### Task prompt:
Each entry should be given again exactly, with any image left out.

(Point-per-instance localization data)
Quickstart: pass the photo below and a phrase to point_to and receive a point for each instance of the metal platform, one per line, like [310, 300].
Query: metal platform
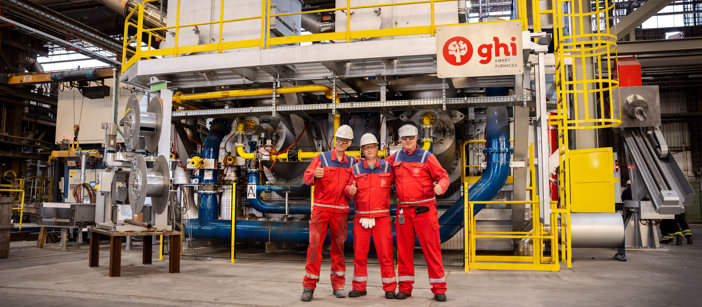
[315, 63]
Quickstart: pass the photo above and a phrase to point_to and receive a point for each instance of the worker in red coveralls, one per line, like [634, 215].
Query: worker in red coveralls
[329, 173]
[371, 186]
[418, 179]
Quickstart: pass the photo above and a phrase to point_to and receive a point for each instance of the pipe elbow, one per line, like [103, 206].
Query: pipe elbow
[245, 155]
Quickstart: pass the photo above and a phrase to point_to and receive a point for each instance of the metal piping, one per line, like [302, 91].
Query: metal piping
[43, 35]
[209, 200]
[498, 154]
[311, 22]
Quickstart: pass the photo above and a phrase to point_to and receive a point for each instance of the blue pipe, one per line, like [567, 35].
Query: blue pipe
[209, 201]
[279, 208]
[497, 153]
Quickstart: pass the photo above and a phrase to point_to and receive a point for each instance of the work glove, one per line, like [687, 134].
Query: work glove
[353, 189]
[367, 223]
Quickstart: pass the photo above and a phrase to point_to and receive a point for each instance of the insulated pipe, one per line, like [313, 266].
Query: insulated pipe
[497, 153]
[209, 205]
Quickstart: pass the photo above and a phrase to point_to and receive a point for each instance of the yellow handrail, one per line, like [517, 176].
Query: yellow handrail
[265, 40]
[536, 261]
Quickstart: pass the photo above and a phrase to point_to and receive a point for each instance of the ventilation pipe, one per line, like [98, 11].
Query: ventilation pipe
[314, 24]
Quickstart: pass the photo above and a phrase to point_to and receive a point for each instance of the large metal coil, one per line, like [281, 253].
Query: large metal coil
[597, 230]
[142, 120]
[149, 182]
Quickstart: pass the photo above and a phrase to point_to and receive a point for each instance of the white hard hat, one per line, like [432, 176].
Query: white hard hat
[368, 138]
[408, 130]
[344, 132]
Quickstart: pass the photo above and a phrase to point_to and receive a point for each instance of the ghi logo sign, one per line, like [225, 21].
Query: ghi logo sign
[478, 50]
[457, 50]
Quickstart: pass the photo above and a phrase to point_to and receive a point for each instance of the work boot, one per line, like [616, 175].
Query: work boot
[678, 239]
[356, 293]
[402, 295]
[307, 294]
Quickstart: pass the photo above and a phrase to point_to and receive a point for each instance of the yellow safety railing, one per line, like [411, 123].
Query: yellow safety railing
[18, 188]
[584, 46]
[537, 260]
[265, 41]
[584, 62]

### Exercise response:
Quickstart: pass the photo below and a phrase to point_to and receive a point for each instance of the metal platform, one per line, like [310, 300].
Query: metal platform
[315, 63]
Quickstart: pass the photo above and a phrase to point_to and receive a point for each instance of the worker in red coveralls, one per line, like [634, 215].
Query: worker in red coveralls
[329, 173]
[371, 186]
[418, 179]
Quickstart: pass the photo above and a phrase to point_to and receive a point for each instance of the pipe elbow, one per line, like [103, 206].
Query: pipe elbow
[245, 155]
Quickstart: pass the photo above and a phrase to point_to and receive a point for each instance of the metal piping, one per line, like [302, 91].
Query: metal piping
[43, 35]
[209, 200]
[498, 154]
[311, 22]
Quickstart: pass the photo above and a phrase to point_to and receive a point for each instance of the blue pipe, one per line, like [567, 35].
Query: blue pipe
[209, 201]
[279, 208]
[497, 153]
Quickstart: pass the photo above and a phrase to point_to and receive a point for each instance of the work glove, one per line, like [687, 134].
Query: work glove
[353, 189]
[367, 223]
Quickstart: pass the photo above and a phrase to point_to and receive a point for each instance of the insulated pipe, one per line, like [313, 266].
Query: insulated pipe
[497, 153]
[209, 205]
Quickstart: pass the photo above and a phrase to point_to and receive a point for each instance of the yellow handrail, one per line, like [517, 176].
Query: yellow handrail
[265, 40]
[536, 261]
Quickstart: pass the photo above and a phrase to point_to and receive a point for each instance of the ventilation pipe, one per line, like [98, 11].
Query: ventilation pipe
[314, 24]
Quickstart: pass the photo above and a phrase to point_to and receive a point for each instance of the large metal coil, one per line, like [281, 253].
Query: large metal coil
[597, 230]
[142, 120]
[149, 182]
Quickstart: pass the photo above and a phrase to point_to and receive a point for each instance of the white hard hat, one per line, like [432, 176].
Query: white hard hat
[368, 138]
[408, 130]
[344, 132]
Quickstart: pass the photo above and a phrase to point_to and receive a point for each instance of the ghi logo sign, one per line, like [225, 21].
Query: ghi logo sign
[478, 50]
[457, 50]
Quickstart: pass the photo above and a phrase to point_to and receive a point for each instance of the work boot, one per line, like [616, 175].
Query: work boot
[678, 239]
[356, 293]
[402, 295]
[307, 294]
Quickstart: pass the photo above and a phrase to point_to and receive a point for each instance of the yellow safety railing, one per line, like [411, 123].
Query: yellow safety railing
[18, 188]
[584, 46]
[537, 260]
[265, 41]
[584, 62]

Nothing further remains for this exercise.